TASK OBJECTIVE:
Give back only the lines between the one holding "If you could indicate the roof" and the one holding "point(111, 109)", inclusive. On each line that holds a point alone, multiply both coordinates by 0.3 and round to whole numbers, halves up; copy every other line unchanged, including the sample point within each sentence.

ENTRIES SHOWN:
-- BEGIN --

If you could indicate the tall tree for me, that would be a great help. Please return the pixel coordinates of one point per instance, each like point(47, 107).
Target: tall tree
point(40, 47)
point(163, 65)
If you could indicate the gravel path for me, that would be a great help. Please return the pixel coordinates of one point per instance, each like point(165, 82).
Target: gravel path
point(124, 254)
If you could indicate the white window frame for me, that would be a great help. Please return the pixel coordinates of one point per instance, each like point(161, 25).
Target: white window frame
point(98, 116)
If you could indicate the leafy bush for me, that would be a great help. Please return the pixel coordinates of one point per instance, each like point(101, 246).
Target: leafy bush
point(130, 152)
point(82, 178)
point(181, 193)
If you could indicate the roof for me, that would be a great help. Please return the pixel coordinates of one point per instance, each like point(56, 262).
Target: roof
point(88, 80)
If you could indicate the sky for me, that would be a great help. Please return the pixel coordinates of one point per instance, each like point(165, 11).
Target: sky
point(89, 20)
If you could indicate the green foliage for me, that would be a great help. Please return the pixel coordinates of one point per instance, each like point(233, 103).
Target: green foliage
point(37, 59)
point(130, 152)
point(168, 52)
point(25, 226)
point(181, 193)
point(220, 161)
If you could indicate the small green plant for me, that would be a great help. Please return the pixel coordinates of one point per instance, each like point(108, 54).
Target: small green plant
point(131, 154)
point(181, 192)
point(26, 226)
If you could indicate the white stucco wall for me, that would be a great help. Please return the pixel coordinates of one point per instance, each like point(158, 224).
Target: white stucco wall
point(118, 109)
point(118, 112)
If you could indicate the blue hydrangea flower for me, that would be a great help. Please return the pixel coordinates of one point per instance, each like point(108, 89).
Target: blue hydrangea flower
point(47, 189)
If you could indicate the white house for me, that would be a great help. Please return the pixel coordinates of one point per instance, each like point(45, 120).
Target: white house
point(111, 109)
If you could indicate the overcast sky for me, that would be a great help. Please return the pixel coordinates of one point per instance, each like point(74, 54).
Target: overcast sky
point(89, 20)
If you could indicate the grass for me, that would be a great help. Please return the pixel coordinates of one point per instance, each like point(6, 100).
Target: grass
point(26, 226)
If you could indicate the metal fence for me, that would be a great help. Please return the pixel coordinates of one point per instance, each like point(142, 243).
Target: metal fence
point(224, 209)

-- END --

FINISHED TASK:
If you could indicate the roof for me, that would be a great help. Please return the pixel coordinates of one point per instance, each like point(56, 262).
Target: roof
point(26, 24)
If you could indicate the sky for me, that would be a great help. Please return the pixel coordinates of one point per instance, each like point(165, 11).
Target: sky
point(27, 6)
If you could indicate the green foliage for me, that would be a great help. Please return the pixel coordinates of one point per instance, each like point(233, 103).
Target: green foliage
point(11, 18)
point(39, 46)
point(50, 16)
point(8, 68)
point(54, 58)
point(66, 48)
If you could indicate the small green plant for me, that would be a great help. Please return the pixel coordinates of one point per instance, each like point(108, 54).
Target: small green plant
point(39, 46)
point(54, 58)
point(8, 68)
If you could indicate the white stucco wall for me, that would be a great help. Please return the pixel coordinates of one point per instance, each like point(158, 224).
Target: white stucco wall
point(35, 33)
point(35, 34)
If you could indicate the blue hydrangea flower for me, that would be a great help. Please return the pixel coordinates of one point per instance, each like point(108, 89).
Target: blue hydrangea flower
point(14, 57)
If you could indicate the white house for me, that would be a great help. Please return the pixel coordinates of one point per instance, each like point(45, 120).
Target: white house
point(33, 33)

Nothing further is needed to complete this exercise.